Written exercise 1 = According to the Vivaldi thread, about what share of Vivaldi's code is obfuscated?
Written exercise 2 = Which browsers are named in the Vivaldi thread?
Written exercise 3 = Pick up the Vivaldi thread after its last line and keep it going.

Quoted text =
I know that many reject Vivaldi, because he is not entirely FOSS and only listed as Free-Proprietary, although I think that it is not at all fair to compare it for this with others in this category. The small part, about 5% of the code is obfuscated for good reasons. However, it does not prevent the user from modifying it to their liking and it is even encouraged by Vivaldi, but it does prevent large companies (Google) from making a fork of Vivaldi and thereby destroying this still small cooperative.

  • @ZerushOP
    link
    13 years ago

    Vivaldi features are implemented because of upvoted user requests, for this it’s wrong to say that nobody need this. Inbuild features always better as extensions because of privacy. If you want a browser only for post in a social network and for read your mail, yes, for this are FF or Chrome, but if you are a student, or a professional, you will like the webpanel, where you can have some social media, Wiki or something else, while you have two or more webs in mosaic view in the screen, taking notes with markup or past them from the context menu, which is, like everything in Vivaldi, customizable You can stack the tabs in tree and save them as session, or hibernate them to save memory, You have a screenshot tool for part or the whole page, clock with pomodoro timer, menu with page actions and filters, own sync encrypted end2end, page translation which is not from Google translate, you can quit all Google APIs in the settings if you want…a few examples of some features. FF or Chrome can do this? As I say, try it, it don’t bite you.

    • SeerLite
      link
      13 years ago

      Vivaldi features are implemented because of upvoted user requests, for this it’s wrong to say that nobody need this.

Data records

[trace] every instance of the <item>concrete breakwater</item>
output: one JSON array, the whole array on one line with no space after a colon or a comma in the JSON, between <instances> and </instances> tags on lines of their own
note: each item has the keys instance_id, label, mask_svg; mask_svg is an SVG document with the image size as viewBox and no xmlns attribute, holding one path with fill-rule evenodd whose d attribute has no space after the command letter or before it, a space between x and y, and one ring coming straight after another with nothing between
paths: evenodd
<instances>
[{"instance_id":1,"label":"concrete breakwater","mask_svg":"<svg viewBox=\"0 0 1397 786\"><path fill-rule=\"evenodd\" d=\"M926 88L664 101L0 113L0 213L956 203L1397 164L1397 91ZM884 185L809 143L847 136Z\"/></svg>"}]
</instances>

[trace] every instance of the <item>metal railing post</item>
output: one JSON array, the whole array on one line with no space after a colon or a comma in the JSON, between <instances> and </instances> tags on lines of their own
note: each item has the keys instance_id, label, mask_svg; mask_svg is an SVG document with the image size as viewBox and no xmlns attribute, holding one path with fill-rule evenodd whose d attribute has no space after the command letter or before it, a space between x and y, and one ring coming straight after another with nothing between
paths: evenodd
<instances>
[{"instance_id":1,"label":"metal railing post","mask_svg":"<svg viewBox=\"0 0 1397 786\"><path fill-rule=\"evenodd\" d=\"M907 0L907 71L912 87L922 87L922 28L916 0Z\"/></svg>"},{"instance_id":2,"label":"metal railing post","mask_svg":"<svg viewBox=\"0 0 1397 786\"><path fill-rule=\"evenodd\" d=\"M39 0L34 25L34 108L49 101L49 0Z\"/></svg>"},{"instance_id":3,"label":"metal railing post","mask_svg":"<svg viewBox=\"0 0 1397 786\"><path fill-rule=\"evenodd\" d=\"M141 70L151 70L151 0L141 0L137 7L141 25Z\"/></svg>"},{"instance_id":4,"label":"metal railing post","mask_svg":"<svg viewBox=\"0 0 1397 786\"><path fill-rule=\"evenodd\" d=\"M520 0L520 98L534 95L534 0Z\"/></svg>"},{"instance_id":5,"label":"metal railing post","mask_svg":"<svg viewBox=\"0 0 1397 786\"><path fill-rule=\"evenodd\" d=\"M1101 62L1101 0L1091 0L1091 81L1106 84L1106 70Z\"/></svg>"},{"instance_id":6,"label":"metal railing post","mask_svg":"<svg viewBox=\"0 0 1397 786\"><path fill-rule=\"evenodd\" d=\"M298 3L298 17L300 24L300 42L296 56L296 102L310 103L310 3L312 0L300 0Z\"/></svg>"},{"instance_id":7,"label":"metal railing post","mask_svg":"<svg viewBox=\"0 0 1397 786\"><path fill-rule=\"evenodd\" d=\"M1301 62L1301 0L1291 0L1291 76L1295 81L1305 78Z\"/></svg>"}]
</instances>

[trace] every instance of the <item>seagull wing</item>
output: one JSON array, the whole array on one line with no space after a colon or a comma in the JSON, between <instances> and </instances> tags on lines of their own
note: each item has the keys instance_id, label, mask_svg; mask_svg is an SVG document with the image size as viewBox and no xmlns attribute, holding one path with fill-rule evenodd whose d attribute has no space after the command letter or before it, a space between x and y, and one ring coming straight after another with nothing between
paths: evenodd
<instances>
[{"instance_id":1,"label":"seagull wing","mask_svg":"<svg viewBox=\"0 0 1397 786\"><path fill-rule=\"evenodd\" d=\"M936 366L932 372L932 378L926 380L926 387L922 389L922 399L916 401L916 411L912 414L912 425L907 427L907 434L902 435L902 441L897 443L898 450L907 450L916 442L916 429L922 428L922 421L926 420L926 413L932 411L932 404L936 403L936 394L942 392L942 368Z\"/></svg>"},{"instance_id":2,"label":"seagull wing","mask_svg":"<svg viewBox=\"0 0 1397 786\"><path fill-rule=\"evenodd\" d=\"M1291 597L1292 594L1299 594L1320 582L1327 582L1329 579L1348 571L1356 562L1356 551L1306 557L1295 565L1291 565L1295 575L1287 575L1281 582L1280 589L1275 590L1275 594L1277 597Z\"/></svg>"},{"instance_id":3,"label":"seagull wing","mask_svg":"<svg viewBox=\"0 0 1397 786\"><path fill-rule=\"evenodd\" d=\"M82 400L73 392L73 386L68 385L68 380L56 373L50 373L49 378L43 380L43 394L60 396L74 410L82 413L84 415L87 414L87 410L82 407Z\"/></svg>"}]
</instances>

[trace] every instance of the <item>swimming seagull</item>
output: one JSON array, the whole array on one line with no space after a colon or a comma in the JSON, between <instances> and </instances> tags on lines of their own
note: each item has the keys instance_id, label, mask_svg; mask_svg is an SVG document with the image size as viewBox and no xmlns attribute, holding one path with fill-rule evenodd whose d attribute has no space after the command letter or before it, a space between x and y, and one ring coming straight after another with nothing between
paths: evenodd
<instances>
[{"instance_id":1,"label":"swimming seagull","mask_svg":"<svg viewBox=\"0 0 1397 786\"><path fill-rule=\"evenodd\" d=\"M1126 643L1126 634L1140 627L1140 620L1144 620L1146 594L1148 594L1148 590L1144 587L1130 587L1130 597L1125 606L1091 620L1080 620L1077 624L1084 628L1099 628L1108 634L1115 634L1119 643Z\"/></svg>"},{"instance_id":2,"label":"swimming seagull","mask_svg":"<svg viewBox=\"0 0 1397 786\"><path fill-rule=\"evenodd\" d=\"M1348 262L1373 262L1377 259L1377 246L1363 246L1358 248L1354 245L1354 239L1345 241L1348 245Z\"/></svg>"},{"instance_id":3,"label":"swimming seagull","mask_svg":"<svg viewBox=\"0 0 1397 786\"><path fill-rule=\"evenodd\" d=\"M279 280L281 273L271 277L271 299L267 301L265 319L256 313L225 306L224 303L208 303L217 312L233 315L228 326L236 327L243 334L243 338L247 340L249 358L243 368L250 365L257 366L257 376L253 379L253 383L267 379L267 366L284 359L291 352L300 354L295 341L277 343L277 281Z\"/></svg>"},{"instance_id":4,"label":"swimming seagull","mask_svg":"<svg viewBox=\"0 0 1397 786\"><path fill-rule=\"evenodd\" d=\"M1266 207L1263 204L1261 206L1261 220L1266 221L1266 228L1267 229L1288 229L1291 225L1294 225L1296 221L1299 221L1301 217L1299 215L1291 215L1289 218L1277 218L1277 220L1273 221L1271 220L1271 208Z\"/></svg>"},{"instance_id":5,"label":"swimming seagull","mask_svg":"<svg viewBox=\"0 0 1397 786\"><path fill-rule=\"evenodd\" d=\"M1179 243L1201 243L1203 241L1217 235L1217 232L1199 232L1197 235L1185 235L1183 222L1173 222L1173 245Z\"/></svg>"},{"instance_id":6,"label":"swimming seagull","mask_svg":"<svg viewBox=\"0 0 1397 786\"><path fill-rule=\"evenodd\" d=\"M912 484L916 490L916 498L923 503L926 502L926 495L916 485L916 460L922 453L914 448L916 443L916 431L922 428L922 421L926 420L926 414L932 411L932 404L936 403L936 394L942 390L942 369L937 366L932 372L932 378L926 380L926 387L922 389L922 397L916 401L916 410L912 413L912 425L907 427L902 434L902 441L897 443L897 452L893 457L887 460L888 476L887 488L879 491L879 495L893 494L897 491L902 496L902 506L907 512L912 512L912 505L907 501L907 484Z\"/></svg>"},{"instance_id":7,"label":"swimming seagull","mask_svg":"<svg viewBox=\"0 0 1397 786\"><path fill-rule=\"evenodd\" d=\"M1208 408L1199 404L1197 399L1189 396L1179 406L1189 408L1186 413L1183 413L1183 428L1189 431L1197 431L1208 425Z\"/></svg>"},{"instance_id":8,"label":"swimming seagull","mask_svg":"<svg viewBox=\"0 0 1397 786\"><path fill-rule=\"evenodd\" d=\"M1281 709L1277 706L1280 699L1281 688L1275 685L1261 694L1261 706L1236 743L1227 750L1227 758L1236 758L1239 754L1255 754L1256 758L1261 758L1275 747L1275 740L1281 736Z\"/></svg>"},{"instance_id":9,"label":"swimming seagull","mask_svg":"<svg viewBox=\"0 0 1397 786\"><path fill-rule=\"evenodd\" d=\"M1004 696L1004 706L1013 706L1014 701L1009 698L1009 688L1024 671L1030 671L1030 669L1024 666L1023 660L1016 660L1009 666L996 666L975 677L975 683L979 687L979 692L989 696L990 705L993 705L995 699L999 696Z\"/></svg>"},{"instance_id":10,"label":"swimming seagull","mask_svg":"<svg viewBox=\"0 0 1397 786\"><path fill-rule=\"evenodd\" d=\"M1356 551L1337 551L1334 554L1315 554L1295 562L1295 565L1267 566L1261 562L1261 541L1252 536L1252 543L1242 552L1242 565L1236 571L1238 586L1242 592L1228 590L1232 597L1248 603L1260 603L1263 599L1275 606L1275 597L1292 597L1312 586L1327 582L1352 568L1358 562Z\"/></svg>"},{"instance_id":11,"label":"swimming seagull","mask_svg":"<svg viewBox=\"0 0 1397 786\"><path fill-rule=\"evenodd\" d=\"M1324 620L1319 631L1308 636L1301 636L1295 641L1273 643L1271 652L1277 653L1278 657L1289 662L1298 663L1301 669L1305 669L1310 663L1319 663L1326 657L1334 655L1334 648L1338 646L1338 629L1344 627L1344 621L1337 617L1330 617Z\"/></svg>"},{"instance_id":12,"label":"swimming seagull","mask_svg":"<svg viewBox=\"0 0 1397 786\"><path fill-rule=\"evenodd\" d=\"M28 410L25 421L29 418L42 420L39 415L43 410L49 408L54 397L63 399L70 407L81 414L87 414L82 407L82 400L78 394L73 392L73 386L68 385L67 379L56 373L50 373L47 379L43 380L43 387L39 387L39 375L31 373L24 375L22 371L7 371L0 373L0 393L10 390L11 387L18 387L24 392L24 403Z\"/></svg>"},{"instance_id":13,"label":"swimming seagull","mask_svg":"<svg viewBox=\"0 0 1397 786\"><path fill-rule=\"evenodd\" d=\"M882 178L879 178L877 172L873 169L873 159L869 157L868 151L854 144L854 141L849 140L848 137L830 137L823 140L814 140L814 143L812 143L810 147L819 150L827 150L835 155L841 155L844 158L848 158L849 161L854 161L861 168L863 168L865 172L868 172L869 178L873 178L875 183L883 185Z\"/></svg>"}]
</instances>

Final answer 1 = About 5%.

Final answer 2 = Vivaldi, FF, and Chrome.

Final answer 3 =
      I didn’t say that. I said the target users of FF and Chrome don’t need them, so Google and Mozilla have no motivation to “fork” (much less “kill”) Vivaldi.

      you will like the webpanel, where you can have some social media, Wiki or something else, while you have two or more webs in mosaic view in the screen, taking notes with markup or past them from the context menu, which is, like everything in Vivaldi, customizable You can stack the tabs in tree and save them as session, or hibernate them to save memory, You have a screenshot tool for part or the whole page, clock with pomodoro timer, menu with page actions and filters, own sync encrypted end2end, page translation which is not from Google translate, you can quit all Google APIs in the settings if you want

      1. Wow that is a lot of bloat.
      2. Yes, half of that stuff comes built in to Firefox and the other half is, as I said, available through extensions. Extensions which themselves are also open source. Firefox comes with a lot more features than you seem to think, just saying.
      3. Google and Mozilla aren’t targeting people who need these features. And even then it wouldn’t hurt the Vivaldi team to make it open source under a copyleft license, as far as I know.

      As I say, try it, it don’t bite you.

      I have tried Vivaldi, I know it’s deal. It was my main browser when I first started my power user journey and was for a long time. It was only like a year ago that I switched to Firefox because I started to care more about open source and privacy.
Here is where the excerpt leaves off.